Written task 1:
In the post below about a gentle and quiet spirit, why is the Proverbs 31 woman full of strength and dignity? Answer in one to three sentences.
Written task 2:
Pick up the post on a gentle and quiet spirit, shown below, and write what comes after its last paragraph.

--- start Selected text ---

Maybe you didn’t grow up in the church. Maybe hearing that a godly woman has a gentle and quiet spirit makes you want to scream. How could God put women in a box like that, expecting them to behave outside their personalities? Why does God command this to women but not to men?

In this post, I’d like to dispel some of the myths surrounding the definition of a gentle and quiet spirit. I’ll also talk about how to cultivate a gentle and quiet spirit in the way God intended (not by change of personality).

Let’s start by looking back up at 1 Peter 3:3-4. The author is talking about what makes a woman beautiful. He’s not saying we should never put on pretty clothes or wear jewelry. He’s saying our beauty as Christians does not come from our outward appearance. Praise God for that! Our value lies in what is being made beautiful day by day inside our hearts. Whether you’re physically beautiful (by cultural standards) or not, Christ in you is continually increasing your beauty as you grow in Him.

Proverbs 31 is the primary passage talking about a woman’s internal beauty. Verse 25 says, “Strength and dignity are her clothing, and she laughs at the time to come.” So this woman clothes herself with strength and dignity. Upon first glance this could sound contradictory to the woman who is gentle and quiet. However, let’s look at the second half of the verse – “she laughs at the time to come.”  What does it mean to laugh at the future?

This truth is irreversibly tied to quietness of spirit. The Proverbs 31 woman looks ahead into the unknown and isn’t afraid. She is confident in God’s provision and love, so she is able to fulfill her responsibilities and leave everything else to God. This is what makes her full of strength and dignity.

As I began to learn about this and process the vast difference between me and this godly woman in Scripture, I remembered the story of Mary and Martha (Luke 10:38-42). Martha was getting stuff done. She was working hard to serve Jesus when he came over for dinner. Her sister, Mary, was sitting around listening to Jesus talk instead of helping with preparations. Martha was angry and asked Jesus to tell Mary to help. Jesus rebuked Martha and said Mary had chosen the better thing. That story really frustrates me because I was cut from the same cloth as Martha. I know how to get stuff done. This is a great gift, but I also misuse it and begin to do things I’m not called to do. The Proverbs 31 woman fulfills her responsibilities and leaves everything else to God.

--- end Selected text ---
--- start Listed records ---

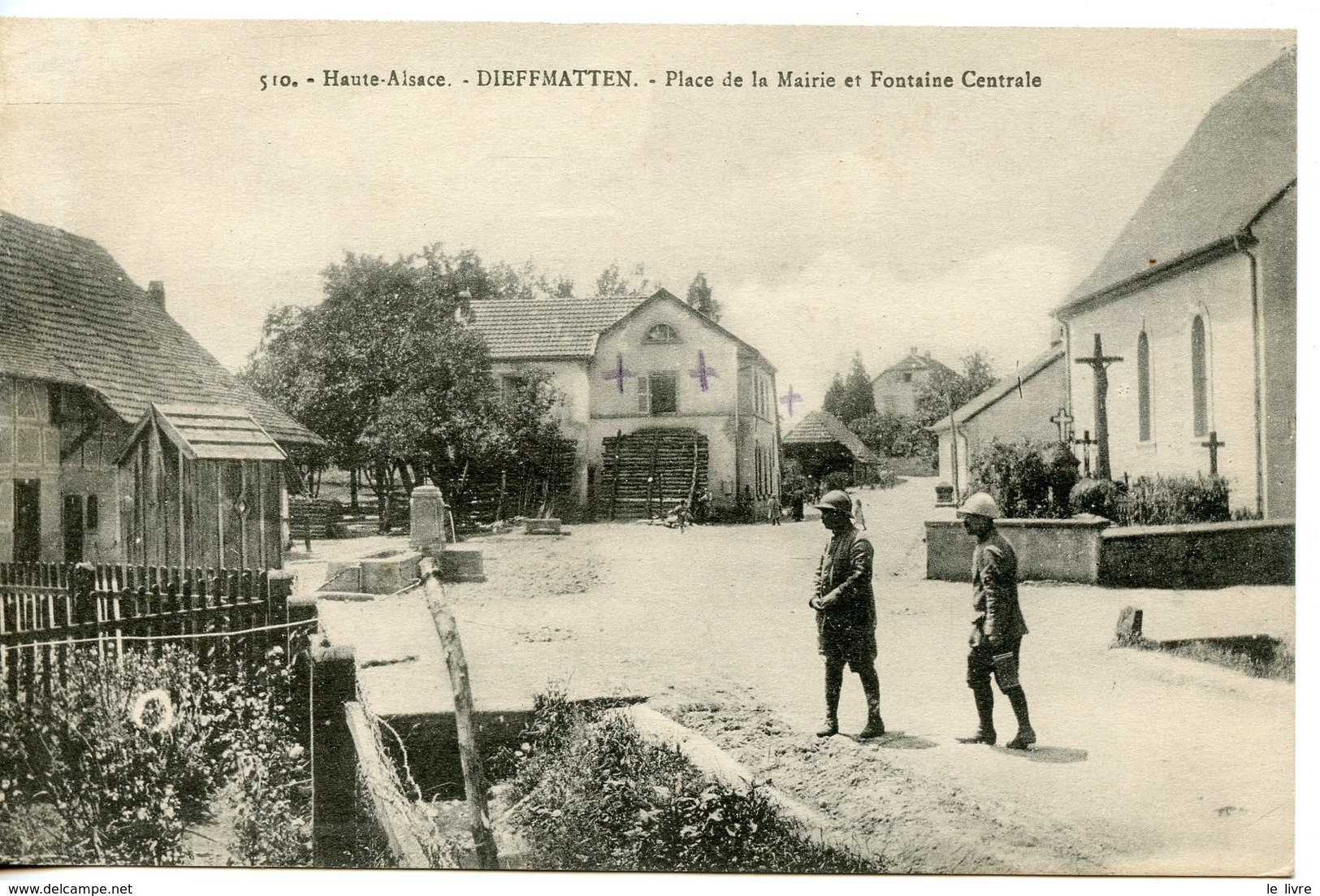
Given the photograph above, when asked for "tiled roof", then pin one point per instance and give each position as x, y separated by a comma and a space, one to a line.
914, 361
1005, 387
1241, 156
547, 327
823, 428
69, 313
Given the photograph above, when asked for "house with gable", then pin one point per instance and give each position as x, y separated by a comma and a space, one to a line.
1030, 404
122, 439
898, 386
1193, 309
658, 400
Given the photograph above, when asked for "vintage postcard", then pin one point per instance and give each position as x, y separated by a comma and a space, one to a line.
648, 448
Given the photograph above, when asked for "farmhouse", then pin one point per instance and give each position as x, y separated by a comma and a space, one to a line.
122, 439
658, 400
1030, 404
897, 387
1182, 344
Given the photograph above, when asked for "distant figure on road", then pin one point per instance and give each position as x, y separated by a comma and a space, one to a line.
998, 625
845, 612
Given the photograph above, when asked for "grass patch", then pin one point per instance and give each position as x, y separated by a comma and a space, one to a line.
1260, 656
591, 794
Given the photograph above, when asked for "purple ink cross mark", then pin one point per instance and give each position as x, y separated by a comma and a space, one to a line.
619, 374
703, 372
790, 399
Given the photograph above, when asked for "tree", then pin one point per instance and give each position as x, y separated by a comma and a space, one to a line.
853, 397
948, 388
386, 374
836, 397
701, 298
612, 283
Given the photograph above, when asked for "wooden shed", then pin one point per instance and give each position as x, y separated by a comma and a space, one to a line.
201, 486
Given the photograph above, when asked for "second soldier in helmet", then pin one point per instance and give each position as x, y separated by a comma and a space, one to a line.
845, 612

--- end Listed records ---

Answer 1:
She looks into the unknown without fear because she is confident in God's provision and love. That lets her fulfill her responsibilities and leave everything else to God, and that is what makes her full of strength and dignity.

Answer 2:
The words Jesus said to Martha haunt me: “Martha, Martha, you are anxious and troubled about many things.” If I want to cultivate a gentle and quiet spirit, I have to take a look at what troubles me and makes me anxious. The opposite of quietness is loudness. My spirit is LOUD. I’m always talking, always trying to figure things out and plan for all contingencies. I’m frustrated when things don’t go my way. I wish I could be in charge of everything and everyone because then I could make things (and people) better. Basically, I’m taking on God’s responsibilities.

Psalm 56:3-4 says, “When I am afraid, I put my trust in you. In God, whose word I praise, in God I trust; I shall not be afraid. What can flesh do to me?” So first I need to acknowledge that my desire to control circumstances and people reveals that I don’t trust God to do His job. I think I need to help Him (or take over completely) because I don’t see Him as a good Father who provides what I need. I also need to acknowledge that my desire to control is based in FEAR. I am afraid of what is to come, so I seek to prepare and control outcomes.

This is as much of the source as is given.